▶ Supplied passage

□ □ □ □

Once inside the apartment, the female and two of the male perpetrators took Mr. Aragones to the living room and then to a bedroom where they threatened him with a gun and a knife, kicked him in the head, bound him, and stole an envelope containing $280.00 in cash. (Tr. 671-74, 676). In the meantime, the remaining perpetrator, whom Ms. Prieto identified as Mr. Fernandez, held her in the dining room and threatened her with a knife. (P. Tr. 36-39, 218-19). Although the petitioner forced her face to the wall, Ms. Prieto was able to see his face for several seconds in close proximity. (P. Tr. 36-38). The three male robbers then left the apartment, leaving their female accomplice behind. (Tr. 679-80). Mr. Aragones also caught quick glimpses of the robbers during this time. (Tr. 869).
In the meantime, police officers responded to a call of a robbery in progress. (Tr. 1288-89). No description of the robbers had been provided to the officers. (Tr. 1295). As the police arrived at the building, three Hispanic men and one African-American man entered the lobby from the staircase. (Tr. 1290-94). Alcides Lopez-Roque, the male in the lead, seemed surprised and nervous upon seeing the officers. (Tr. 1292, 1555). When he was questioned by police officer John Anasa, he admitted that he did not live in the building and was unable to provide a good reason for his presence there. (Tr. 1308, 1554). When Mr. Lopez-Roque was asked to raise his hands, Sergeant Paul McCormack, one of the officers, noticed a bulge on the right side of his waistband. (Tr. 1305). The three Hispanic men were then lined up against the wall and frisked, and a gun was recovered from Mr. Lopez-Roque while a knife was found on the petitioner. (Tr. 1307, 1310, 1568). In addition, Mr. Fernandez was carrying a metal strongbox later identified by Mr. Aragones and Ms. Prieto as having been taken from the apartment. (Tr. 722, 727-28, 1294; P. Tr. 61). The Hispanic men were then handcuffed. (Tr. 1310). The African-American male was able to provide proof of residence in the building, and although he also was detained, he apparently was not handcuffed. (Tr. 1567, 1861).
Mr. Aragones and Ms. Prieto were brought downstairs and asked to view the four men, one at a time, in order to identify them as the perpetrators. (Tr. 1319; P. Tr. 53). The victims had previously identified Mildred Santiago, who had remained in the apartment, as one of the robbers. (Tr. 722, 1956; P. Tr. 48-49). Ms. Prieto went first. She said that the African-American male was not one of the perpetrators, but she was able to positively identify the other three men. (Tr. 1660, 1908; P. Tr. 55). Upon viewing the first of the Hispanic men, she screamed "That's him!" and then promptly identified the other assailants. (Tr. 1660-62, 1990-93, 2012, 2031-32; P. Tr. 56, 58-59). After Ms. Prieto had finished, Mr. Aragones was able to positively identify only Mr. Lopez-Roque, the man who had pistol-whipped him, though he did recognize the others, including the petitioner, by their clothing. (Tr. 726). He also stated that the African-American man was not involved in the crime. (Tr. 725).

□ □ □ □

▶ Data section
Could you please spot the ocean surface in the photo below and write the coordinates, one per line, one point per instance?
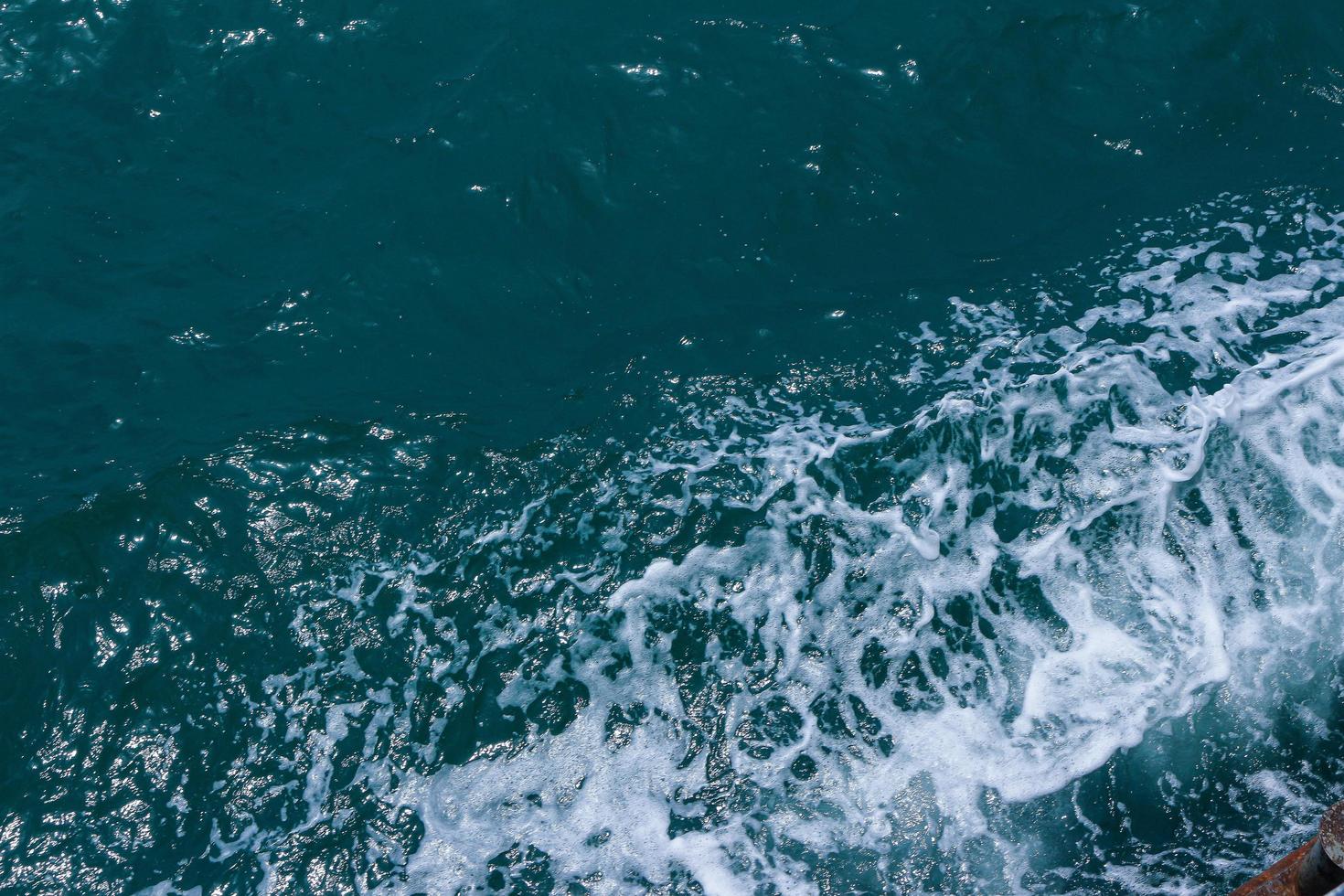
(672, 448)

□ □ □ □

Carry on the account of the apartment robbery and the identifications from the point where it ends. You won't need the material for this.

B. Procedural History
Lenin Fernandez and his three co-defendants, Mildred Santiago, Richard Rivera, and Alcides Lopez-Roque, were indicted in a 23-count indictment on July 11, 1994, for various charges including burglary and robbery. (Petitioner's Appellate Brief ("Pet. App. Br."), attached as Exh. 1 to Affidavit of Nisha M. Desai dated May 3, 2001 ("Desai Aff."), at 5); Respondent's Appellate Brief ("Resp. App. Br."), attached as Exh. 2 to Desai Aff., at 3). The co-defendants all pled guilty prior to trial. (Pet. App. Br. at 5). Ms. Santiago received a sentence of four to twelve years, Mr. Rivera a sentence of six to eighteen years, and Mr. Lopez-Roque a sentence of nine to eighteen years. (Pet. App. Br. at 5; Resp. App. Br. at 3 n. 1).
On May 23, May 24, May 31, and June 1, 1995, a combined Mapp, Dunaway, and Wade hearing was held before the Honorable John E. H. Stackhouse in New York Supreme Court, Bronx County. The defense argued at this hearing that the identification testimony stemming from the show-up in the lobby should not be admitted. The hearing court determined that since the show-ups were not group identifications and the complainants viewed each suspect separately, the procedures employed did not create an unduly suggestive identification. (Resp. App. Br. at 52 (quoting Judgement Roll, opinion dated July 28, 1995)).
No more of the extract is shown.